● **Task goal**: Convert the rows from the line containing "For this dataset, tag each instance of the pink candy" through the line containing "[[47, 149], [91, 195], [75, 176], [117, 212]]" into a two-column CSV with columns named instruction and points, one CSV line per row. Put each row's text and its answer in separate double-quoted fields, with any line breaks replaced by spaces.

[BEGIN]

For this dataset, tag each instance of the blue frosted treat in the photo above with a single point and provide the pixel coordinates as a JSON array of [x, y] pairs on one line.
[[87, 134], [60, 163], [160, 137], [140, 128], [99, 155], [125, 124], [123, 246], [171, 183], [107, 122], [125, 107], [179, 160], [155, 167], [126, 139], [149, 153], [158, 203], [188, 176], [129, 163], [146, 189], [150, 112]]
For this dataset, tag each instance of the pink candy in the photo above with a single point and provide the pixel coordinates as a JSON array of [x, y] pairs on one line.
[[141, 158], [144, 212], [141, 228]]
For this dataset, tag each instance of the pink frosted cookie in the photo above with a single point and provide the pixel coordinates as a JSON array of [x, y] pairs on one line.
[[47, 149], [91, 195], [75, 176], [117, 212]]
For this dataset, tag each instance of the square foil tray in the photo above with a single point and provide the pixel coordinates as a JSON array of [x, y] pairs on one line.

[END]

● **Correct answer**:
instruction,points
"For this dataset, tag each instance of the pink candy in the photo above with a single point and provide the pixel coordinates as a JSON array of [x, y] pairs on one line.","[[141, 158], [144, 212], [141, 228]]"
"For this dataset, tag each instance of the pink frosted cookie in the photo above with a single point and provide the pixel coordinates as a JSON array of [x, y] pairs on one line.","[[47, 149], [91, 195], [75, 176], [117, 212]]"